Express these lines as a Markdown table with the columns Row and Line, numbering each row and leaving out blank lines and the pictures.

========

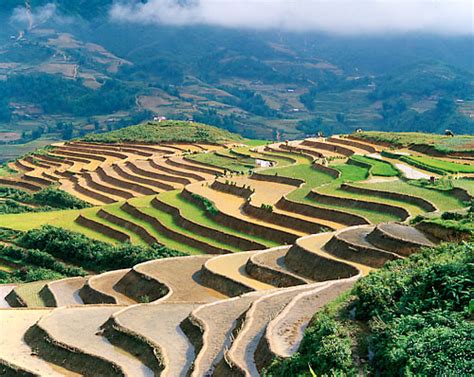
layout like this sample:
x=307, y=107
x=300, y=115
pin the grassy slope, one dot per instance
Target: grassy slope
x=240, y=165
x=167, y=131
x=447, y=166
x=441, y=199
x=167, y=220
x=64, y=218
x=199, y=216
x=380, y=168
x=441, y=143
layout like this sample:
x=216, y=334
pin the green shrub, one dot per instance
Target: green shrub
x=81, y=250
x=56, y=198
x=326, y=347
x=435, y=343
x=206, y=204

========

**TASK RESULT:**
| Row | Line |
|---|---|
| 1 | layout like this sample: |
| 2 | x=307, y=107 |
| 3 | x=300, y=115 |
| 4 | pin the grassy slope, one dot per instance |
| 5 | Target: grassy slope |
| 6 | x=240, y=165 |
| 7 | x=167, y=131 |
| 8 | x=447, y=166 |
| 9 | x=441, y=199 |
| 10 | x=167, y=220 |
| 11 | x=64, y=218 |
| 12 | x=199, y=216 |
| 13 | x=380, y=168 |
| 14 | x=441, y=143 |
| 15 | layout like this sample: |
| 16 | x=216, y=334 |
| 17 | pin the green shrub, one dot per instance |
| 18 | Target: green shrub |
| 19 | x=81, y=250 |
| 20 | x=56, y=198 |
| 21 | x=326, y=347 |
| 22 | x=435, y=343 |
| 23 | x=206, y=204 |